Reproduce the following entries exactly, leaving nothing out.

_Provided data_:
···

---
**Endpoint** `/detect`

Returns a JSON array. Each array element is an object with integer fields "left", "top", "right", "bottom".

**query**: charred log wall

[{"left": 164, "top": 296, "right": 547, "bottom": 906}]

···

_Output of the task_:
---
**Endpoint** `/detect`

Returns a JSON array. Each array element is an object with integer fields "left", "top", "right", "bottom".

**query**: charred log wall

[{"left": 164, "top": 296, "right": 547, "bottom": 906}]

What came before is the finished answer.